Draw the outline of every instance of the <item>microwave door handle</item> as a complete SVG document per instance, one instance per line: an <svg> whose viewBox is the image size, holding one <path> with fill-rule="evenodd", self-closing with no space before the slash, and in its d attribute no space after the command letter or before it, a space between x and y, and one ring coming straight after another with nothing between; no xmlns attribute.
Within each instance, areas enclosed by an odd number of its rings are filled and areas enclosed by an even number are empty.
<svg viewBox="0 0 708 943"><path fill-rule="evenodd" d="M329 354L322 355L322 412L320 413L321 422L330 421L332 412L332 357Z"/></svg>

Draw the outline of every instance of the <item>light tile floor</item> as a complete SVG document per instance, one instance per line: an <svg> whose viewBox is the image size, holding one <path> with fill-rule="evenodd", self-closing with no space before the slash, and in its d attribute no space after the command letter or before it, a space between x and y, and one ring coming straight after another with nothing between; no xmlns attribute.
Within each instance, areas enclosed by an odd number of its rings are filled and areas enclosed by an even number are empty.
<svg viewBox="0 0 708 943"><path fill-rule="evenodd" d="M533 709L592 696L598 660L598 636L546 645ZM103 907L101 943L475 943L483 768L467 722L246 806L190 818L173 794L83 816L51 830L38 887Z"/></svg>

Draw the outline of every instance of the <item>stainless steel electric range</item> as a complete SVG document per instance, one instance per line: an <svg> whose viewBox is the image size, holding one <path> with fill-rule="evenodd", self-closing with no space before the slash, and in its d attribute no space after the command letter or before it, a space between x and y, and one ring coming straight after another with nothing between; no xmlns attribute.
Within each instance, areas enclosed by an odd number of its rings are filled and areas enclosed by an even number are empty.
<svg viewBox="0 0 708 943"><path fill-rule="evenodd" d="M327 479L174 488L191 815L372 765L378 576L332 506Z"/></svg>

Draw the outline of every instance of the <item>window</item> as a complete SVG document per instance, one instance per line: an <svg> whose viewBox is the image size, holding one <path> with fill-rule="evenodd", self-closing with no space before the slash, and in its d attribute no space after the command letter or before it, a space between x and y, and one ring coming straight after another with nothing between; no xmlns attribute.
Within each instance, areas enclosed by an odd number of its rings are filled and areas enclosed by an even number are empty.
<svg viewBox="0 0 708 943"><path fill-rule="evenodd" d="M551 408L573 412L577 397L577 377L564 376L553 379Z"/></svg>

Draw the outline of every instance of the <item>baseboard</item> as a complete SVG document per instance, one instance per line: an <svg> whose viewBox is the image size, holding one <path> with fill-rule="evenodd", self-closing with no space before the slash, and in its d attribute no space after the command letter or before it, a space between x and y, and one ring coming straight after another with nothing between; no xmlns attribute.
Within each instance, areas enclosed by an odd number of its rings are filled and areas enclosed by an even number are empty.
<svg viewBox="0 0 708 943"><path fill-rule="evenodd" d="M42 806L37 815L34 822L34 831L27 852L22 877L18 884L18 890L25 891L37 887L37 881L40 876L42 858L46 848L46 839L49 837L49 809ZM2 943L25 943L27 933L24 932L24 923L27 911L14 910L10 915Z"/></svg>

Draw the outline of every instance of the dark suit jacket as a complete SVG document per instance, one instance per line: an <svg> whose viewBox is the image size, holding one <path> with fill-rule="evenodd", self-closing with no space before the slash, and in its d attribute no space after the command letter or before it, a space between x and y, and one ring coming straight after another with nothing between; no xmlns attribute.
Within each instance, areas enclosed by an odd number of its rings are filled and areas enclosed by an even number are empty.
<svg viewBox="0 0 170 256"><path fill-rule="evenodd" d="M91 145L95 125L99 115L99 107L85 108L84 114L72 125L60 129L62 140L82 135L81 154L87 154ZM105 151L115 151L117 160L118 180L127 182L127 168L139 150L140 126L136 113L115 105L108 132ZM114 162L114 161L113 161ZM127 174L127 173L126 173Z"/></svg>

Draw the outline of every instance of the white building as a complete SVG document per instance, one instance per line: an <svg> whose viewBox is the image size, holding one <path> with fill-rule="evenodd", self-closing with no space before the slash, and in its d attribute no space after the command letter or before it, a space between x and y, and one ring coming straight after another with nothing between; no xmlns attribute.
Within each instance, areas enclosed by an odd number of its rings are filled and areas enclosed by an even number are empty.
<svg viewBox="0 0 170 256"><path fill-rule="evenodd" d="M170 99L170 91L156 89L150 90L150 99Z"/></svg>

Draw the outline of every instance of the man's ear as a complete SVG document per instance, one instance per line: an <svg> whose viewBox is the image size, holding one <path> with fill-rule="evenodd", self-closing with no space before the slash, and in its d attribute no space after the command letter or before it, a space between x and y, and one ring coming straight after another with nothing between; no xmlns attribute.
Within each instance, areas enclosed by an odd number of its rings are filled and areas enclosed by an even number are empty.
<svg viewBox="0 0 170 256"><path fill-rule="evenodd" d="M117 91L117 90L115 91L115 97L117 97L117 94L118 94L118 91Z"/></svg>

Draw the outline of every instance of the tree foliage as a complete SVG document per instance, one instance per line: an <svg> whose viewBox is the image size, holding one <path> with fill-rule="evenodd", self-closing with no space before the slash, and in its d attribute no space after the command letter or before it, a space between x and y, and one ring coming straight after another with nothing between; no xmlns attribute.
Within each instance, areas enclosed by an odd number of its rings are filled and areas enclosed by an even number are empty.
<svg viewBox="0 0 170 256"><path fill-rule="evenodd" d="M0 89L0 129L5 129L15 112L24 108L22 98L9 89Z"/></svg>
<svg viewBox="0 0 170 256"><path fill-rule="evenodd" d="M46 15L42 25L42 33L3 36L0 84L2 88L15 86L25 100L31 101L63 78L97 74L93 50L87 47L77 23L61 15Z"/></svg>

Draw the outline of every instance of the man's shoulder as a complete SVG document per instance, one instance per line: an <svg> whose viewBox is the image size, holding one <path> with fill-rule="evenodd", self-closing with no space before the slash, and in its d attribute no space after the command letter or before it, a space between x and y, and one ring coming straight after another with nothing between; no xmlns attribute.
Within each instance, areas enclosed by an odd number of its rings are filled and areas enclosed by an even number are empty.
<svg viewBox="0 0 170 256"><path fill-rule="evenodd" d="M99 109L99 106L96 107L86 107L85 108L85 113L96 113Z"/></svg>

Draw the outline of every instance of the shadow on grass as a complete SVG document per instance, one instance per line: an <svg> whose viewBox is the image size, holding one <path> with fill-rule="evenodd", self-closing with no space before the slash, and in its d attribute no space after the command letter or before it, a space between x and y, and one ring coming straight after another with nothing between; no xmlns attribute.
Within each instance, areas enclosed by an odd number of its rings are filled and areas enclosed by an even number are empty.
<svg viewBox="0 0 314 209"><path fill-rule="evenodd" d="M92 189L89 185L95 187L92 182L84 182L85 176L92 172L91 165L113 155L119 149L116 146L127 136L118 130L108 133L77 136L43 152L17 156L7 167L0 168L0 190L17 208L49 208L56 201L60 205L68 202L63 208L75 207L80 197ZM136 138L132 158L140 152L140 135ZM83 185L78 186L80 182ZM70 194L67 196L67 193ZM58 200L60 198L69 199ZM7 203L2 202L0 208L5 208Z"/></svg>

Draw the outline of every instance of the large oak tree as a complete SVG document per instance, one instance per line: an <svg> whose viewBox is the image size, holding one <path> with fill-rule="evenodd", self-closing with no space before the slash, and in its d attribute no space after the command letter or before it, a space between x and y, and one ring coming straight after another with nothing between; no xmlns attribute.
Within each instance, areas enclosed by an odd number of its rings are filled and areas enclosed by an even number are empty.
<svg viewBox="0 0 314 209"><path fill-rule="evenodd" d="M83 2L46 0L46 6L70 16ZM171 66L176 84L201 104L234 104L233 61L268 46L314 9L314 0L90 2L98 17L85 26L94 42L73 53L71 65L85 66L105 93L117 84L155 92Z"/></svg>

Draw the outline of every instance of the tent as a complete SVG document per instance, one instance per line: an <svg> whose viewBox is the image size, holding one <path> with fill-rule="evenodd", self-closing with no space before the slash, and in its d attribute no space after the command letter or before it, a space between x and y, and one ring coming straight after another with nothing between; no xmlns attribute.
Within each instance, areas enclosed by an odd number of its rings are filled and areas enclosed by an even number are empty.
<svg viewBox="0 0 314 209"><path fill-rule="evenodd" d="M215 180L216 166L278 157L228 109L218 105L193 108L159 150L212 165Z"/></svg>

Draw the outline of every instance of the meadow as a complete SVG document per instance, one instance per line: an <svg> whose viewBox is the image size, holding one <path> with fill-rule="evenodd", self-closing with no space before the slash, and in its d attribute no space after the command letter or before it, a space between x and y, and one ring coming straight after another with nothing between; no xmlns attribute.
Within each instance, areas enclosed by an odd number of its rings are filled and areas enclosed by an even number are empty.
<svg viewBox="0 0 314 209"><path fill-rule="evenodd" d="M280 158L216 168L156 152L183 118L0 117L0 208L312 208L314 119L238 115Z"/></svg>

┄┄┄┄┄┄┄┄┄┄

Rewrite the entry lines as a Markdown table with the columns Row and Line, starting at the line containing "Draw the outline of every instance of the dark" and ending at the line containing "145L95 125L99 115L99". Number each row and leave out blank lines.

| Row | Line |
|---|---|
| 1 | Draw the outline of every instance of the dark suit jacket as a complete SVG document per instance, one instance per line: an <svg> whose viewBox is the image size, holding one <path> with fill-rule="evenodd", self-closing with no space before the slash, and in its d attribute no space after the command letter or before it, a space between x and y, and one ring coming straight after another with nothing between; no xmlns attribute. |
| 2 | Within each instance, areas enclosed by an odd number of its rings are filled and areas enclosed by an even number are empty. |
| 3 | <svg viewBox="0 0 170 256"><path fill-rule="evenodd" d="M91 145L95 125L99 115L99 107L85 108L84 114L72 125L60 129L62 140L82 135L81 154L87 154ZM105 151L115 151L117 160L118 180L127 182L127 168L139 150L140 126L136 113L115 105L108 132ZM114 162L114 161L113 161ZM127 174L127 173L126 173Z"/></svg> |